Excerpted data –
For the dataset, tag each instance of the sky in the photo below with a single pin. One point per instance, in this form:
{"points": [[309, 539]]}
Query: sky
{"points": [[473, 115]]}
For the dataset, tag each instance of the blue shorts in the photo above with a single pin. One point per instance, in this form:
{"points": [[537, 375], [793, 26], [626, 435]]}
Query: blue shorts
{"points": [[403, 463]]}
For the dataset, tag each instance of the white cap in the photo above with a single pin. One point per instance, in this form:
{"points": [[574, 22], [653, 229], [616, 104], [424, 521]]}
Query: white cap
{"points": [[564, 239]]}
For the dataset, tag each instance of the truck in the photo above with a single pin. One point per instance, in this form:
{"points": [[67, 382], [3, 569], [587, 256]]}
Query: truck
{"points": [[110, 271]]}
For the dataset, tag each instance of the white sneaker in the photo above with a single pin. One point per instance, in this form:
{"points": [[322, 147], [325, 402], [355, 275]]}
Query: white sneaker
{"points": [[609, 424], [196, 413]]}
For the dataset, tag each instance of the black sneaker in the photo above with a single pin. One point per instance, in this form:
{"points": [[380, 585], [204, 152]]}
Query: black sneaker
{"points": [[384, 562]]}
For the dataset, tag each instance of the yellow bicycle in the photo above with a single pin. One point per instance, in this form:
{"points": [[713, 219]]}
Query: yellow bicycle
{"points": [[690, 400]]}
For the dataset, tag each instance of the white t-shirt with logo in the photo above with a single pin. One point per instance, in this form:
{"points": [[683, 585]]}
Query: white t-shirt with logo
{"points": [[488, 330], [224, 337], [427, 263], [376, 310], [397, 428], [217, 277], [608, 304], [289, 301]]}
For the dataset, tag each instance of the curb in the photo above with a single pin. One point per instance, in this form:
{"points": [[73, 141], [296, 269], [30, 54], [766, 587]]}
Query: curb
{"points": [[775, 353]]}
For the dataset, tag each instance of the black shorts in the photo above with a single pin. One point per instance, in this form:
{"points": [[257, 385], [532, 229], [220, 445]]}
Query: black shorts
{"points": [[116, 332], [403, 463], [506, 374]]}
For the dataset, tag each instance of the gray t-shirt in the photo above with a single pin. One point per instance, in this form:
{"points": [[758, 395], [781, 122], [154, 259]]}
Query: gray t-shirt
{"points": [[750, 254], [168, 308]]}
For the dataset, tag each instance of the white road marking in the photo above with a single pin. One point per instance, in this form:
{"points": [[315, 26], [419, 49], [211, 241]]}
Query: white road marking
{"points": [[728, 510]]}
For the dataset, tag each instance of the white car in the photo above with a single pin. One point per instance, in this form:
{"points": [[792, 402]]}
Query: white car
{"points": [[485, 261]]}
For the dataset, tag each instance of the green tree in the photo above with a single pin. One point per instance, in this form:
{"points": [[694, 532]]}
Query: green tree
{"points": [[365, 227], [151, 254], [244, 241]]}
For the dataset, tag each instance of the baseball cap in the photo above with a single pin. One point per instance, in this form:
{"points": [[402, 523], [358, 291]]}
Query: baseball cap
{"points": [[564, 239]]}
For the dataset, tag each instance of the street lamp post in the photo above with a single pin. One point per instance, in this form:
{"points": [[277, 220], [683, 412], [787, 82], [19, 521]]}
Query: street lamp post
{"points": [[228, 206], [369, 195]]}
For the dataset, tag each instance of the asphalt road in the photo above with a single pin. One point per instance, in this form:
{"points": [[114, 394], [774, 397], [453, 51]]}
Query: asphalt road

Brief – The listing must be repeated in full, with nothing altered.

Task solution –
For the dataset, tag each instance of the sky in the photo below with a single pin. One point per instance, in this form:
{"points": [[309, 539]]}
Query: sky
{"points": [[473, 115]]}
For the dataset, tag each instance of the blue shorts in the photo above with a single pin. One point per instance, in this form:
{"points": [[537, 375], [793, 26], [626, 435]]}
Query: blue shorts
{"points": [[403, 463]]}
For the dataset, tag each instance of the white cap in the photo above with a single pin. One point per instance, in this form:
{"points": [[574, 22], [653, 229], [616, 104], [424, 521]]}
Query: white cap
{"points": [[564, 239]]}
For the dataset, tag each instance of the truck in the photo above with a single pin. One point per instance, in this form:
{"points": [[67, 382], [3, 569], [587, 256]]}
Query: truck
{"points": [[110, 271]]}
For the dataset, tag each instance of the white sneaker in the photo above with a single pin. One point per instance, in this form:
{"points": [[322, 147], [325, 402], [355, 275]]}
Query: white sneaker
{"points": [[609, 424], [196, 413]]}
For the dataset, tag each instance of the black sneaker in the photo above with a single pin. One point per instance, in this form:
{"points": [[380, 585], [204, 152]]}
Query: black sneaker
{"points": [[384, 562]]}
For the dataset, tag each instance of the yellow bicycle in the photo above with a single pin. One point per instance, in this form:
{"points": [[713, 219]]}
Query: yellow bicycle
{"points": [[690, 400]]}
For the dataset, tag each instance of the white t-shirt with logo in the photo above with a single pin. One point per instance, in this form:
{"points": [[683, 585]]}
Query: white t-shirt with logo
{"points": [[488, 330], [224, 337], [427, 263], [376, 310], [397, 428], [217, 277], [608, 304], [289, 301]]}
For the dataset, tag each instance of the curb in the photo above with a single pin. One point per instance, in this form:
{"points": [[73, 141], [296, 269], [30, 54], [766, 587]]}
Query: curb
{"points": [[775, 353]]}
For the dataset, tag each instance of the black shorts in the photo above with a single pin. One point per instance, in this form:
{"points": [[257, 385], [532, 229], [220, 445]]}
Query: black shorts
{"points": [[116, 332], [403, 463], [506, 374]]}
For the dataset, tag each instance of the gray t-shirt in the photo above with a single pin. One point per instance, in this form:
{"points": [[758, 395], [781, 122], [154, 259]]}
Query: gray t-shirt
{"points": [[750, 254], [168, 308]]}
For the dataset, tag each instance of the white road marking in the photo above with a single pin. One point per instance, in this form:
{"points": [[315, 26], [419, 49], [211, 241]]}
Query: white road marking
{"points": [[728, 510]]}
For the dataset, tag each instance of the white car in the photo above with a single pin. One point per instance, in this form:
{"points": [[792, 402]]}
Query: white car
{"points": [[485, 261]]}
For the dataset, tag each instance of the green tree in the photo above with a single pin. One point per instance, in this form:
{"points": [[694, 532]]}
Query: green tree
{"points": [[365, 227], [151, 254], [244, 241]]}
For the dataset, tag each instance of the baseball cap in the photo above with a single pin. One point per instance, in this form:
{"points": [[402, 523], [358, 291]]}
Query: baseball cap
{"points": [[564, 239]]}
For the dataset, tag each instance of the street lamp post in the photo above with a single pin. One point per instance, in this form:
{"points": [[277, 220], [683, 412], [787, 82], [19, 521]]}
Query: street lamp post
{"points": [[228, 206], [369, 195]]}
For the dataset, tag each instance of the asphalt road in the photo above with a single pin. One point per instance, in this form:
{"points": [[114, 394], [774, 397], [453, 51]]}
Query: asphalt road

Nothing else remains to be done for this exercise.